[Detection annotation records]
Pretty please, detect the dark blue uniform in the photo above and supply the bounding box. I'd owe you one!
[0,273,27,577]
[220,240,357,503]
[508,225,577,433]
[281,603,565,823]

• What you will do
Give the entries above as a two-column CSV with the header text,answer and one row per entry. Put each value in a single quoted field, replacing line breaks with spaces.

• Correct result
text,answer
"Pretty please, detect the dark blue uniform in the photo above and supply the bounding box. I'd owe you one!","[0,273,27,577] [220,240,357,503] [508,225,577,433] [281,603,565,823]"